⟨

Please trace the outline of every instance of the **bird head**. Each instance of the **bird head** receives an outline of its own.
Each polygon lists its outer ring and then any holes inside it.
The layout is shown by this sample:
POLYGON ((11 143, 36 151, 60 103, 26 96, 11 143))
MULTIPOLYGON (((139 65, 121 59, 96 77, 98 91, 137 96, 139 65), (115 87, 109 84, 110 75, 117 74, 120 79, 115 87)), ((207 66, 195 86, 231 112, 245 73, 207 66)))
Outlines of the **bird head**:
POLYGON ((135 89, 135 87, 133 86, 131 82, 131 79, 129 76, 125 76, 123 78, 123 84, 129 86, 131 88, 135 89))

⟩

→ WHAT YOU HAVE TO DO
Please reproduce the lines above, swapping every "bird head" for "bird wing" and leaving everything else unchanged.

→ THE REPLY
Please trace the outline of every instance of the **bird wing**. Each instance of the **bird wing** receives an outline of its own.
Each polygon lists its outer ring and then any holes inside it.
The layout is shown by this sample:
POLYGON ((11 143, 36 151, 60 103, 26 96, 11 143))
MULTIPOLYGON (((139 65, 121 59, 96 77, 98 91, 137 96, 139 65), (115 87, 109 84, 110 75, 117 74, 120 79, 115 87)), ((207 66, 195 86, 231 112, 245 73, 207 66)))
Outlines of the **bird wing**:
POLYGON ((135 89, 135 87, 133 86, 131 82, 131 79, 129 76, 125 76, 123 78, 123 84, 129 86, 131 88, 135 89))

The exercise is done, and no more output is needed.